* Task brief
Please rewrite all of the entries below, changing every "localization by point" to "point-based localization" and keeping everything else the same. Leave the pictures out of your answer.

---

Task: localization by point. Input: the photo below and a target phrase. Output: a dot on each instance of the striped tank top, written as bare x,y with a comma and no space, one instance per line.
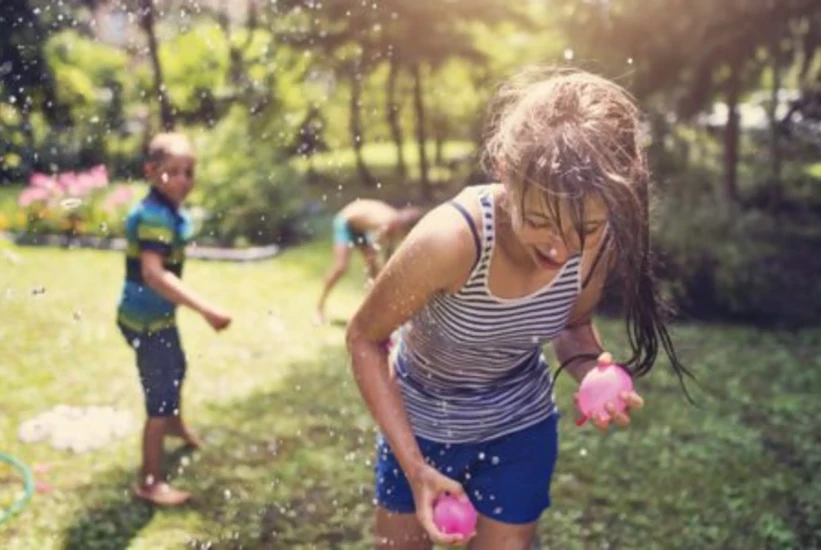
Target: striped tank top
470,364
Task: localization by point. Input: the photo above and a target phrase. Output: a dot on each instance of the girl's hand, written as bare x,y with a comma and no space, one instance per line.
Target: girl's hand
427,485
631,399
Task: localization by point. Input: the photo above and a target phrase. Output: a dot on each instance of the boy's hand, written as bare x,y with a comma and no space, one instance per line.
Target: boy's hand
218,319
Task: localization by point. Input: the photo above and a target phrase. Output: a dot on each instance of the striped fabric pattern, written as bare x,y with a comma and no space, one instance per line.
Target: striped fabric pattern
158,225
470,364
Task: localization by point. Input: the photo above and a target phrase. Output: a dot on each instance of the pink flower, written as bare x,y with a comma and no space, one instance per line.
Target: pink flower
99,177
30,195
121,196
42,181
66,180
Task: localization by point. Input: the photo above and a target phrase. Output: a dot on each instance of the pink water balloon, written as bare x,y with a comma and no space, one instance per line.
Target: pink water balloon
604,384
455,515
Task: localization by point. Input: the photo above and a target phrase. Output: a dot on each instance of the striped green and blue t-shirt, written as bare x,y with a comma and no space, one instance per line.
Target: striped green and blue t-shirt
158,225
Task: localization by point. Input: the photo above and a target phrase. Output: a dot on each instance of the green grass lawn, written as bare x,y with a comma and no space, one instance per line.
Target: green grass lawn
290,446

---

* Task response
Task: point-based localization. Input: the photo below and a target phrase. Output: a dot on each instance of the striped tank top, written as bare x,y with a comma and no space, one instance per line.
Target: striped tank top
470,364
Task: point-based localization. Input: the photo above and a target phrase. Output: a dot on each instance of the girl's hand, written as bare x,y with a comma and no space, one instance per line.
Target: girl's hand
427,485
631,399
Task: point-based localization. Input: the photo above and a target phrase. Output: a dot on each instance of the boy's hand, written as bare x,y with a comma and no space, one instance per line.
Target: boy's hand
218,319
Task: point-based localization. Input: the photo above and a target phrase. Output: a dot on each instance of the striped fabric pattern, written as bare x,y with a comma and no space, one instance per line.
Target: striped fabric pattern
158,225
470,364
Task: point-based localization. Input: the photo above and a target phrase. Output: a dot on each instance of the pink flower, written as bare x,y with a comma and no space, one instance per line.
Target: pink flower
99,177
30,195
121,196
42,181
66,180
Task: point-based localization. Input: the photo above and a target phrase. Output: a dot on each instance of the pink water balloon, written as bare x,y with a comma and no space, one instance per line.
Target: pink water balloon
604,384
455,515
Task: point-based localization. Input: the photo above and a target phrase. Output: a dot on each instance of the striped green and blue t-shirt, written as bare x,y with a comma and no space, one instance per line.
Target: striped green and blue t-shirt
158,225
Task: point-based localization. Input: the photo above and a target phrase. Output: a dot on each instance of the green grass lawn, written as bare x,y with a comma and no space, one instance per line.
Target: green grass lawn
290,446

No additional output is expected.